### Given instruction
Copy out every line exactly as given.

[Start of Records supplied]

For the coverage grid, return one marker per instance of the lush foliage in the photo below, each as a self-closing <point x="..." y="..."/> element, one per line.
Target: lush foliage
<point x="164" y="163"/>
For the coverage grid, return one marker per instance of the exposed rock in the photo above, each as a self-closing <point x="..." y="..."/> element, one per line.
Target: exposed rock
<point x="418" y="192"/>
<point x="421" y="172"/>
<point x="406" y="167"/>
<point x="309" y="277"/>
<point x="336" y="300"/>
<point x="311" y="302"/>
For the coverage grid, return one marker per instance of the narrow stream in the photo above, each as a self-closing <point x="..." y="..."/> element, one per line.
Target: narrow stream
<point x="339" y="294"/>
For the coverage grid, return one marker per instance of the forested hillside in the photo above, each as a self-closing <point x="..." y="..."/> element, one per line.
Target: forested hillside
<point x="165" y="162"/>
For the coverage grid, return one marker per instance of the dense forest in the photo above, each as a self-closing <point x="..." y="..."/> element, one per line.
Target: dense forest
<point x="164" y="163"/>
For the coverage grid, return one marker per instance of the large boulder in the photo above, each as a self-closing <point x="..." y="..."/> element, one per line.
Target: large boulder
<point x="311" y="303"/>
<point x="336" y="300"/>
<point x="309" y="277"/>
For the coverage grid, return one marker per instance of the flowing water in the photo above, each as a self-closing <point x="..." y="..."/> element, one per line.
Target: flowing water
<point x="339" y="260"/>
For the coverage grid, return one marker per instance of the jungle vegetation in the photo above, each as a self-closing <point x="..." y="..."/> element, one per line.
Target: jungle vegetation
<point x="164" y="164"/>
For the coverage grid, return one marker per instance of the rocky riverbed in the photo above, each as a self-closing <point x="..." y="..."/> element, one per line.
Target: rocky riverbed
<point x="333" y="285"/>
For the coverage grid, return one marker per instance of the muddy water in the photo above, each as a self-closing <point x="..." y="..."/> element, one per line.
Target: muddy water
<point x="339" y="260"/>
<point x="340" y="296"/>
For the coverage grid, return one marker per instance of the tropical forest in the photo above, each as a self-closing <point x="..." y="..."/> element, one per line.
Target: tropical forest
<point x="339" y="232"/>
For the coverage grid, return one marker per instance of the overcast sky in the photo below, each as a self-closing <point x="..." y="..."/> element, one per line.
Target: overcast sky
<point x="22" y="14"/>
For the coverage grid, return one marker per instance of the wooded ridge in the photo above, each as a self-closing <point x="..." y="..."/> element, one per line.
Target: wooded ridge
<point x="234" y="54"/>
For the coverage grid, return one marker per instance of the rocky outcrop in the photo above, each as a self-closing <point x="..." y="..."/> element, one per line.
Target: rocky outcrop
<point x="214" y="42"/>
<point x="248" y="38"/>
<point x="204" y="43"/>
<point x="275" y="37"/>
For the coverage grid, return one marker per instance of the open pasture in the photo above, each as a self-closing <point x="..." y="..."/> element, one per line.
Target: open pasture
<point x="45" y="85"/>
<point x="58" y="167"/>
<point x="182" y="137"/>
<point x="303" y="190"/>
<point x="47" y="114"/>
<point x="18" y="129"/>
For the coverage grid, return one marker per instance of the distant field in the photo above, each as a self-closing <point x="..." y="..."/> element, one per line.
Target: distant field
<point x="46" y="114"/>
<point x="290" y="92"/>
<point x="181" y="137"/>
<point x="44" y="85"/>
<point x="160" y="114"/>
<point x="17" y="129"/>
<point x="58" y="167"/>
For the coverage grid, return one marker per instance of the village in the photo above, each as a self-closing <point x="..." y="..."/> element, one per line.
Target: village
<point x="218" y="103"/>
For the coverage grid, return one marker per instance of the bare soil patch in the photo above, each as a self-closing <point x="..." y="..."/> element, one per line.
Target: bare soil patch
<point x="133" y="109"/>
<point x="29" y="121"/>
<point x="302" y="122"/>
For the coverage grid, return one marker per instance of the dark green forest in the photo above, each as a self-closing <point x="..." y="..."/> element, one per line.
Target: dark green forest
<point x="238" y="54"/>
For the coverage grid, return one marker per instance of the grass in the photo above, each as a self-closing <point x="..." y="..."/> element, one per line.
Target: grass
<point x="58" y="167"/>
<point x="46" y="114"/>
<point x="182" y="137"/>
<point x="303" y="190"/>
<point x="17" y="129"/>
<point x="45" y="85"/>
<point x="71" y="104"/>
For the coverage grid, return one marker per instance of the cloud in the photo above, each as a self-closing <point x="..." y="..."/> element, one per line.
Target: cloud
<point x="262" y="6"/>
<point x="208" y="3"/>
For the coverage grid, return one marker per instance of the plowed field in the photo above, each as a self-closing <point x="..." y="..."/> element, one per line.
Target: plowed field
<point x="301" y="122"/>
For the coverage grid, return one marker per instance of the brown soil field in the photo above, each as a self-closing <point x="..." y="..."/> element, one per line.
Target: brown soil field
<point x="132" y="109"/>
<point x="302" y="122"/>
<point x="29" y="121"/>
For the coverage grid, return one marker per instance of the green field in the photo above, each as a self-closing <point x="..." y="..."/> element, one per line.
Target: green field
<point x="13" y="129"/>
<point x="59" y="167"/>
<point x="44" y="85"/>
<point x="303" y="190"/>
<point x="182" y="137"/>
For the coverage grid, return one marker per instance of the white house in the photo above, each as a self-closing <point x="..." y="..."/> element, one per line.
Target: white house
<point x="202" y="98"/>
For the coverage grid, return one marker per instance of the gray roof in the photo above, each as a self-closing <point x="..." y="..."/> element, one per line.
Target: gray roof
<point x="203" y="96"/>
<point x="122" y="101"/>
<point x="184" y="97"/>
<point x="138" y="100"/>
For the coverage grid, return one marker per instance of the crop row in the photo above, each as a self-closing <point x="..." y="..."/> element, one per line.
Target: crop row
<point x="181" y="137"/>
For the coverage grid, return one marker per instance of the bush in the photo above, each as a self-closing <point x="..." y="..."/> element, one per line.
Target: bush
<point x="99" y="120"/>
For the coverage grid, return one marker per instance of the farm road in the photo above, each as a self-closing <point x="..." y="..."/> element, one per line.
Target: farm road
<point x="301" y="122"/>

[End of Records supplied]

### Exercise answer
For the coverage grid, return one marker per instance of the lush foliage in the photo below, each as a self-closing <point x="..." y="..."/> element, one per line.
Target: lush foliage
<point x="164" y="163"/>
For the coverage grid, return one marker per instance of the exposed rock in the photo above, each as a self-closing <point x="..." y="..."/> element, one per line.
Target: exposed rock
<point x="418" y="192"/>
<point x="421" y="172"/>
<point x="406" y="167"/>
<point x="309" y="277"/>
<point x="336" y="300"/>
<point x="311" y="302"/>
For the coverage grid, return one marker per instance of the narrow stream in the photo above, each as a self-closing <point x="..." y="..."/> element, one per line.
Target: narrow stream
<point x="339" y="294"/>
For the coverage grid, return one marker per instance of the forested hillside in the photo above, each as a self-closing <point x="..." y="..."/> element, one per line.
Target: forested hillside
<point x="165" y="162"/>
For the coverage grid, return one marker per instance of the dense forest in the photo above, each as a self-closing <point x="..." y="..."/> element, one per line.
Target: dense forest
<point x="164" y="163"/>
For the coverage grid, return one marker per instance of the large boulder in the photo above, each as a self-closing <point x="..." y="..."/> element, one per line.
Target: large boulder
<point x="311" y="303"/>
<point x="336" y="300"/>
<point x="309" y="277"/>
For the coverage grid, return one marker per instance of the flowing water in the photo above, each as a self-closing <point x="..." y="..."/> element, one per line.
Target: flowing water
<point x="339" y="260"/>
For the coverage grid, return one marker per instance of the jungle vegetation in the photo above, each as a self-closing <point x="..." y="..."/> element, one per line.
Target: jungle vegetation
<point x="164" y="164"/>
For the coverage grid, return one marker per instance of the rocky riverbed in the photo above, each as a self-closing <point x="..." y="..."/> element, one per line.
Target: rocky riverbed
<point x="333" y="285"/>
For the coverage grid, return one marker per instance of the muddy water in the photo above, each as a self-closing <point x="..." y="..."/> element, one per line.
Target: muddy water
<point x="339" y="260"/>
<point x="340" y="296"/>
For the coverage grid, return one marker per instance of the tropical forest in the photo above, each as a self-closing <point x="..." y="..."/> element, one per line.
Target: tropical forest
<point x="339" y="232"/>
For the coverage grid, return one marker per instance of the overcast sky in the photo below, each as a self-closing <point x="..." y="..."/> element, one per line.
Target: overcast sky
<point x="22" y="14"/>
For the coverage grid, return one marker per instance of the wooded ridge in the photo above, each as a self-closing <point x="..." y="..."/> element, one per line.
Target: wooded ridge
<point x="234" y="54"/>
For the coverage grid, return one marker per instance of the rocky outcrop in the photo above, each as a self-closing <point x="..." y="..."/> element, one per line.
Target: rocky outcrop
<point x="214" y="42"/>
<point x="248" y="38"/>
<point x="204" y="43"/>
<point x="275" y="37"/>
For the coverage grid, return one marker per instance of the open pasture in the photo above, each as a self-closing <point x="..." y="..."/> element, one per line.
Target: open pasture
<point x="45" y="85"/>
<point x="58" y="167"/>
<point x="182" y="137"/>
<point x="303" y="190"/>
<point x="47" y="114"/>
<point x="18" y="129"/>
For the coverage grid, return one marker per instance of the distant field in the photo above, each as a self-closing <point x="..." y="..."/> element, one per line.
Target: distant field
<point x="46" y="114"/>
<point x="290" y="92"/>
<point x="181" y="137"/>
<point x="44" y="85"/>
<point x="160" y="114"/>
<point x="17" y="129"/>
<point x="58" y="167"/>
For the coverage grid, return one marker per instance of the village in the photo above, each as a self-closing <point x="..." y="..."/> element, one per line.
Target: village
<point x="218" y="103"/>
For the coverage grid, return one marker per instance of the bare soil patch in the photo above, each as a self-closing <point x="..." y="..."/> element, one per line.
Target: bare soil patch
<point x="133" y="109"/>
<point x="29" y="121"/>
<point x="302" y="122"/>
For the coverage grid, return one marker per instance of the dark green forest in the photo above, each as a self-closing <point x="..." y="..."/> element, one per line.
Target: dark green forest
<point x="238" y="54"/>
For the coverage grid, return one marker per instance of the grass in the photo above, each as a self-closing <point x="..." y="..."/> element, one per line.
Target: grass
<point x="58" y="167"/>
<point x="46" y="114"/>
<point x="182" y="137"/>
<point x="303" y="190"/>
<point x="17" y="129"/>
<point x="45" y="85"/>
<point x="71" y="104"/>
For the coverage grid, return one marker per instance of the cloud in the photo above, each as a self-closing <point x="..." y="..."/> element, one per line.
Target: cloud
<point x="262" y="6"/>
<point x="208" y="3"/>
For the coverage grid, return one marker per instance of the plowed field in the photo above, each as a self-closing <point x="..." y="..."/> element, one per line.
Target: plowed field
<point x="301" y="122"/>
For the coverage grid, return one marker per instance of the brown soil field in the photo above, each as a self-closing <point x="..." y="..."/> element, one per line.
Target: brown soil field
<point x="132" y="109"/>
<point x="302" y="122"/>
<point x="29" y="121"/>
For the coverage grid, return one marker per instance of the green field in the photo above, each as a self-closing <point x="..." y="..."/> element, one per line.
Target: green field
<point x="13" y="129"/>
<point x="59" y="167"/>
<point x="44" y="85"/>
<point x="303" y="190"/>
<point x="182" y="137"/>
For the coverage grid, return one marker per instance of the white house in the photo above, each as a self-closing <point x="..." y="..."/> element, one per line.
Target: white house
<point x="202" y="98"/>
For the coverage grid, return one marker per instance of the gray roof in the photo above, each as a self-closing <point x="..." y="..."/> element, one per line.
Target: gray roof
<point x="203" y="96"/>
<point x="122" y="101"/>
<point x="184" y="97"/>
<point x="138" y="100"/>
For the coverage grid, return one marker per instance of the crop row in the photo above, each as a self-closing <point x="..." y="..."/> element, one per line.
Target: crop row
<point x="181" y="137"/>
For the coverage grid, return one marker per instance of the bush in the photo above, each as a self-closing <point x="..." y="..."/> element, one per line.
Target: bush
<point x="99" y="120"/>
For the coverage grid, return one marker per instance of the farm road in the photo above, each as a self-closing <point x="..." y="..."/> element, one per line.
Target: farm road
<point x="301" y="122"/>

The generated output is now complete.